Work request: Print, in exact form, the lines below from the one containing "- Task: locate every green stalk visible" through the one containing "- Task: locate every blue butterfly visible", and omit all others.

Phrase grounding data
#####
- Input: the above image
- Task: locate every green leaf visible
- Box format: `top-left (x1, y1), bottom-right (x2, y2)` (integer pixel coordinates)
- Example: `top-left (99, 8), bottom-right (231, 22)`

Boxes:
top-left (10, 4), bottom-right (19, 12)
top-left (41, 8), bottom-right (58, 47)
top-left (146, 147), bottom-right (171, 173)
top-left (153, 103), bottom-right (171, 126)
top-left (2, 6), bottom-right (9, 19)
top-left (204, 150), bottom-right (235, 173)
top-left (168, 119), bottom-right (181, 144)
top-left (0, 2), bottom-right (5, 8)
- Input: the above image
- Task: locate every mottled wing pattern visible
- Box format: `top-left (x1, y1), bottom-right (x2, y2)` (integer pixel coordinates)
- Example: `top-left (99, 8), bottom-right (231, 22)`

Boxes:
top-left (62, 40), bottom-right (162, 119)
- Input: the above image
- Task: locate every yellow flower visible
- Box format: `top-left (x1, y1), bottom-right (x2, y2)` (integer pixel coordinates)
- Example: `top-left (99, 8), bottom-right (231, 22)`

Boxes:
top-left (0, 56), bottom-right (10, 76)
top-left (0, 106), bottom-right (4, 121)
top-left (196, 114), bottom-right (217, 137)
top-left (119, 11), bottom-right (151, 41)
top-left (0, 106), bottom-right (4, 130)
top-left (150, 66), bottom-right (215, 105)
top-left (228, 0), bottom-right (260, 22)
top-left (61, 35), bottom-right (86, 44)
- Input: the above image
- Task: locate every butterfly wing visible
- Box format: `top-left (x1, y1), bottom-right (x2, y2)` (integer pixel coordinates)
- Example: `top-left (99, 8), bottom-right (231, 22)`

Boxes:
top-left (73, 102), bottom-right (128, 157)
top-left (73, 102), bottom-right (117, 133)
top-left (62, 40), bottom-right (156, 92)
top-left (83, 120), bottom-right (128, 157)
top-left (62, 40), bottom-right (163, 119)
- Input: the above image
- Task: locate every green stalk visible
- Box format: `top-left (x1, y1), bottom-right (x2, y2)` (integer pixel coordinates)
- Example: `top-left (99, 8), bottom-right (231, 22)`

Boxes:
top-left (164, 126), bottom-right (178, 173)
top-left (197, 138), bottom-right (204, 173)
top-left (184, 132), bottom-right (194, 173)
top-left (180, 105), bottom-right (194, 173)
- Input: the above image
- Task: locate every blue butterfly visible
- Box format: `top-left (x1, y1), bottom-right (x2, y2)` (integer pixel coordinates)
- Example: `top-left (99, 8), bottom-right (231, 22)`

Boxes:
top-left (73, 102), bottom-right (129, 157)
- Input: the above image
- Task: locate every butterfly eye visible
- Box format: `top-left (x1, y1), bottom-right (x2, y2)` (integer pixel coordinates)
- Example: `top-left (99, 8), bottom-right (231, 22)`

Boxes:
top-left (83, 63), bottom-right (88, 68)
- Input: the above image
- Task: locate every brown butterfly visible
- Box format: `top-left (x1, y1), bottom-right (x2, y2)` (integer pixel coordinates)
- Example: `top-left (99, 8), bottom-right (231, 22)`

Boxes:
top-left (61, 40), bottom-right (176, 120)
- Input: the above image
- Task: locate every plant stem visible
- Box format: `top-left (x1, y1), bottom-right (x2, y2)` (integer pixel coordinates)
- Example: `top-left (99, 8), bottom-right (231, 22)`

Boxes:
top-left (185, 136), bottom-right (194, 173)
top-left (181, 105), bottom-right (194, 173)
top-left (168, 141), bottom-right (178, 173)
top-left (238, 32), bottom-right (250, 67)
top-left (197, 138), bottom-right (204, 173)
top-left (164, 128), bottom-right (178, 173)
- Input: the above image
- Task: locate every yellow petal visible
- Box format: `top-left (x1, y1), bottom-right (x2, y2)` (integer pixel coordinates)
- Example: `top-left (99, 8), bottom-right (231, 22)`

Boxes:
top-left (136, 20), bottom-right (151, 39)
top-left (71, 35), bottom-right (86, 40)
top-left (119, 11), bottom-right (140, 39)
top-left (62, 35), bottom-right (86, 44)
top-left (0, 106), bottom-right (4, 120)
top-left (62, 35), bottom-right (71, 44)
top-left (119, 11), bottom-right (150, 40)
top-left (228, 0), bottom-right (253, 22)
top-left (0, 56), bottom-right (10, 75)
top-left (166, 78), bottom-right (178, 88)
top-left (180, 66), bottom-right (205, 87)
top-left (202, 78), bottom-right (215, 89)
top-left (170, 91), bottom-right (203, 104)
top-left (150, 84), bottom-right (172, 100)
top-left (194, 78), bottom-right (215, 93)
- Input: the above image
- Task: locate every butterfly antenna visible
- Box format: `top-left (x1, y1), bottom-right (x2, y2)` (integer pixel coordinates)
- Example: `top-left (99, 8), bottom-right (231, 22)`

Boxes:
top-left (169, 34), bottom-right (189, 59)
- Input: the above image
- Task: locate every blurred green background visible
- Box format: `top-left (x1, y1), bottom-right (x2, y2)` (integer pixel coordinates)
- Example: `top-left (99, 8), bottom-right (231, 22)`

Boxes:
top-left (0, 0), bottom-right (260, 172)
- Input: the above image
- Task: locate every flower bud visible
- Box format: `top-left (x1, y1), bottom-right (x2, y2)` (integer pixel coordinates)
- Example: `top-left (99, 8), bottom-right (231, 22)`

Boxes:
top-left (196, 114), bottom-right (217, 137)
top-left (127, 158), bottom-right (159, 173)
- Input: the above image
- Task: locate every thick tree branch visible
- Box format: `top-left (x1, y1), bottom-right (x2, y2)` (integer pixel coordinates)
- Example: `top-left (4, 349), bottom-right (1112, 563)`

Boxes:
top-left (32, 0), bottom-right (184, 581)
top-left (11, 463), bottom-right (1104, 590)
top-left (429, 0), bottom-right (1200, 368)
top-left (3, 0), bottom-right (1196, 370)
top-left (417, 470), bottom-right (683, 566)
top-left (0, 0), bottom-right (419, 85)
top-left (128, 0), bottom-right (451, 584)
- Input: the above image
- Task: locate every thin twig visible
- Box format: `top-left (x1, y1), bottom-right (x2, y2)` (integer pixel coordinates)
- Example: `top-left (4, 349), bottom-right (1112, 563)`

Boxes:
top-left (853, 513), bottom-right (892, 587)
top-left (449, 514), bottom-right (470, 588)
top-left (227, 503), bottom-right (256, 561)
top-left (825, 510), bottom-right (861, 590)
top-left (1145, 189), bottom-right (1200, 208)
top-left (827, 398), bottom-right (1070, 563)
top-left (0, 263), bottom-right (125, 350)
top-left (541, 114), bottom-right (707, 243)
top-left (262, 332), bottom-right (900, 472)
#####
Result of the exercise:
- Task: locate every green stalk visible
- Box format: `top-left (x1, y1), bottom-right (x2, y2)` (integer pixel coordinates)
- Example: `top-left (99, 8), bottom-right (231, 22)`

Boxes:
top-left (164, 126), bottom-right (178, 173)
top-left (197, 138), bottom-right (204, 173)
top-left (184, 132), bottom-right (194, 173)
top-left (180, 105), bottom-right (194, 173)
- Input: the above image
- Task: locate every blue butterfly visible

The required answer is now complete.